## EXERCISE GOAL
Copy the following lines word for word, without changing anything.

(Region annotation lines)
• • • • •

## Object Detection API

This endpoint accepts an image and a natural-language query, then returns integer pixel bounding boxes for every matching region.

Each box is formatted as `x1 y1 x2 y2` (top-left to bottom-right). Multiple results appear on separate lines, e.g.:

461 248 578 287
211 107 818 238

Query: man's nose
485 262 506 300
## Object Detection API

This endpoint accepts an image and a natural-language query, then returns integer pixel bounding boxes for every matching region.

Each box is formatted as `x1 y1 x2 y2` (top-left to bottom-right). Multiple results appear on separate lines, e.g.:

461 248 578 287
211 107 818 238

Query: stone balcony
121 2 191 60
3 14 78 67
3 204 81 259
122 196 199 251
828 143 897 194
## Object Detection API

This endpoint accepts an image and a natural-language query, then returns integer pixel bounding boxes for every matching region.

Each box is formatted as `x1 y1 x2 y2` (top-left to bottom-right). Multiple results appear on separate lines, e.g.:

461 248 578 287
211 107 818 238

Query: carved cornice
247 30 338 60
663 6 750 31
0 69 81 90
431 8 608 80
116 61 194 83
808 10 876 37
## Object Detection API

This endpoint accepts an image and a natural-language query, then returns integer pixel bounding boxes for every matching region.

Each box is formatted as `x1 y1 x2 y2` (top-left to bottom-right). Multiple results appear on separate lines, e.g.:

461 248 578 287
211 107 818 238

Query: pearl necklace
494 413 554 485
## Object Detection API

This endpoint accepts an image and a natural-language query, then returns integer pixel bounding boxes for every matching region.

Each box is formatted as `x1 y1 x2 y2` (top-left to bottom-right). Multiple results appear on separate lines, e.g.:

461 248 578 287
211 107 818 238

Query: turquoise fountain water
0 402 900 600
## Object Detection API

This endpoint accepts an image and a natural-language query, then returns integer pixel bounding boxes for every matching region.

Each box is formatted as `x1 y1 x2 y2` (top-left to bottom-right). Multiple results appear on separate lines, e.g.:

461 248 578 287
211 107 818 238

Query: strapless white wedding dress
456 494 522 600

• • • • •

## FULL ANSWER
## Object Detection API

This endpoint accepts an image and a natural-language query, then returns integer pixel bounding boxes for every matching region.

Each box is formatted as `x1 y1 x2 y2` (top-left to bottom-right). Multiple results appear on separate lines, e.g.:

461 248 578 287
211 107 818 238

Query: man's nose
485 262 506 300
## Object Detection API

This endpoint accepts an image and a natural-language query, then returns integer pixel bounding boxes for every matching region.

Each box is formatted as `x1 y1 x2 y2` (top-left to bottom-right). Multiple results appear on separate lines, e.g.:

461 248 578 287
211 107 818 238

Query: stone balcony
121 2 191 60
3 14 78 67
3 204 81 259
122 196 199 251
828 143 897 194
## Object Detection API

This endpoint accepts an image and a natural-language query, then returns integer pixel bounding boxes for every matching region.

Each box is formatted as `x1 y1 x2 y2` (top-left to bottom-right). Multiple results appear on separate lines, e.g.:

461 248 578 287
211 107 818 238

Query: carved cornice
247 30 338 60
663 6 750 31
0 69 81 90
431 8 608 80
116 61 194 83
808 10 876 37
## Object Detection API

This endpoint accepts an image and a natural-language query, then returns integer pixel bounding boxes for every matching region.

Each box is formatted as `x1 y1 x2 y2` (top-left to bottom-right). Multiple results appear on separate lines, e.g.:

461 248 578 287
211 107 818 238

Query: pearl necklace
494 413 554 485
## Object Detection API

This endpoint accepts an image and a natural-language query, then returns integer pixel bounding boxes for every matching region.

Each box is formatted as `x1 y1 x2 y2` (top-left to bottom-right). Multiple results appear on separate lines, e.g.:

461 248 578 287
211 107 818 238

Query: turquoise fountain water
0 402 900 600
## Object Detection API

This endpoint accepts an image and a natural-language query, then returns integer pixel bounding boxes for every matching region.

Each box is formatted as `x1 y1 x2 y2` (top-left to bottom-right). Multiple results appear on separate lines, e.g.:

461 248 578 287
211 107 818 238

Query: strapless white wedding dress
456 494 522 600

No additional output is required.